**What you will do:** Identify each line below containing the string "instance" and copy it.

**Input data:**
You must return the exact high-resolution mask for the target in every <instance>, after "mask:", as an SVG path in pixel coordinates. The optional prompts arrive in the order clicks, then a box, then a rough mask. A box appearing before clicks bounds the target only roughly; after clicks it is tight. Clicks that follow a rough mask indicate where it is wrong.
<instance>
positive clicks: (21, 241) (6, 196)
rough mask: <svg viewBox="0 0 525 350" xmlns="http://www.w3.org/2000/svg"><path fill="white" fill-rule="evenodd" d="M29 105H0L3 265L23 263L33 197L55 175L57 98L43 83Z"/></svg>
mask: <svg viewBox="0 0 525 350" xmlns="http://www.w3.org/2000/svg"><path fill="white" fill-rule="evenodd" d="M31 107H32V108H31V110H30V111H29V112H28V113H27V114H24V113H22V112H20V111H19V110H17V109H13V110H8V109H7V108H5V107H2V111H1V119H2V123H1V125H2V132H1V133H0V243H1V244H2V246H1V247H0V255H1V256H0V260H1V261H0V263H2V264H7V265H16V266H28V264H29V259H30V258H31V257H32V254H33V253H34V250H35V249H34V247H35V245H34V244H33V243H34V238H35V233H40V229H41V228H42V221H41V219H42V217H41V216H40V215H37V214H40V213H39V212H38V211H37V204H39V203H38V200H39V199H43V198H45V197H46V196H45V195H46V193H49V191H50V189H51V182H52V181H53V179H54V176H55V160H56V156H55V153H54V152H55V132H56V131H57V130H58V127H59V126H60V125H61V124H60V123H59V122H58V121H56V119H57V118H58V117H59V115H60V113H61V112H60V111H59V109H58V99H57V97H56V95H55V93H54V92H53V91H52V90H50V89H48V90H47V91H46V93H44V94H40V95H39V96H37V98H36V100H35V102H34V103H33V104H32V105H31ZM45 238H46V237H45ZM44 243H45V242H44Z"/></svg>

**Task result:**
You must return the exact high-resolution mask for the target in every <instance>, after "mask:", as an SVG path in pixel coordinates. The optional prompts arrive in the order clicks, then a box, then a rough mask. A box appearing before clicks bounds the target only roughly; after clicks it is tight. Clicks that follow a rough mask indicate where it is wrong.
<instance>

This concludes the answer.